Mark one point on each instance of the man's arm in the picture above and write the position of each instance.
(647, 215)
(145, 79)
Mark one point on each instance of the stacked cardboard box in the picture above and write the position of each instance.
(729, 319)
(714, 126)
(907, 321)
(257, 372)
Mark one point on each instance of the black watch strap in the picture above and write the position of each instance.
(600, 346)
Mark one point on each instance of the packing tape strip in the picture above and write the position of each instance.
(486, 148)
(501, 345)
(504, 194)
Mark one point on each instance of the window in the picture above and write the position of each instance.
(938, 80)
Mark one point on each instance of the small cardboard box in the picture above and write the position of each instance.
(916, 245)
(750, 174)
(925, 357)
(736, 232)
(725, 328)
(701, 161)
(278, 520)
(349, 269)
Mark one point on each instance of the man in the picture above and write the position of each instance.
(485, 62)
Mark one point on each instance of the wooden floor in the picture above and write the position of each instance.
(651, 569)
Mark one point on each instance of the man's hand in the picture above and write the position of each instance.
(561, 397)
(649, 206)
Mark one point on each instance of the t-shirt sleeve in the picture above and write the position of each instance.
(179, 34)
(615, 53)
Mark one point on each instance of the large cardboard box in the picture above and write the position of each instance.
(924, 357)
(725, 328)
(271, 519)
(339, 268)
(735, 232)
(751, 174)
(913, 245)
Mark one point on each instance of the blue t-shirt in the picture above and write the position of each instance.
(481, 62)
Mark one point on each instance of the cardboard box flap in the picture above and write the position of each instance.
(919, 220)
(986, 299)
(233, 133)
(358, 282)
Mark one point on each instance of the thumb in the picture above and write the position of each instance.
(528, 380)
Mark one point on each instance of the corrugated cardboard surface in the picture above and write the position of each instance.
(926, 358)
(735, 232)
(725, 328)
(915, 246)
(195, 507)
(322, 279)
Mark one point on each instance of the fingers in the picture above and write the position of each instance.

__________________________________________________

- [Task objective] Copy every one of the records above word for word, from first to last, leaving nothing out.

- [Exercise output]
Mark one point on each instance of the man's arm in the picture above and write the position of each instance.
(647, 215)
(145, 79)
Mark one point on each instance of the stacked cardboard box in the picture above and write the position of each instance.
(729, 319)
(714, 126)
(907, 321)
(257, 372)
Mark one point on each instance of the black watch strap in the picture above and write the position of each instance.
(600, 346)
Mark one point on each instance of the packing tape strip in the picture above and write the position of each instance.
(486, 148)
(501, 345)
(504, 194)
Mark one point on each instance of the window in the picture above and write the position of each instance.
(938, 80)
Mark one point on each instance of the small cardboard box in the picture above and write the position of each instance.
(916, 245)
(750, 174)
(925, 357)
(736, 232)
(725, 328)
(701, 161)
(278, 520)
(349, 269)
Mark one point on each instance of the man in the picture above and write the position of each instance.
(485, 62)
Mark one point on each instance of the wooden floor in the picture above and write the position of each instance.
(651, 569)
Mark one point on each instance of the man's hand in the picture above and write the position of each instance.
(561, 397)
(649, 206)
Mark one point on each instance of the t-shirt sleeve in the picture above and write the position of each instance.
(179, 34)
(615, 53)
Mark one point on each instance of the large cardboard box in the picture above and write the position of each instance.
(924, 357)
(725, 328)
(271, 519)
(339, 268)
(735, 232)
(751, 174)
(913, 245)
Mark one point on each instance of the blue t-shirt in the picture above and write the position of each instance.
(481, 62)
Mark one point on each instance of the cardboard box flap in the picture above and write the position of each instance.
(919, 220)
(986, 299)
(233, 133)
(358, 282)
Mark one point on each instance of the thumb in the picture above and write the position of each instance.
(528, 380)
Mark one point on each instance of the corrugated cardboard surface in the picture above and write the position of each instance.
(926, 358)
(735, 232)
(725, 328)
(915, 246)
(195, 507)
(322, 279)
Mark one point on each instance of the fingers in the picture above and write the position of each instance.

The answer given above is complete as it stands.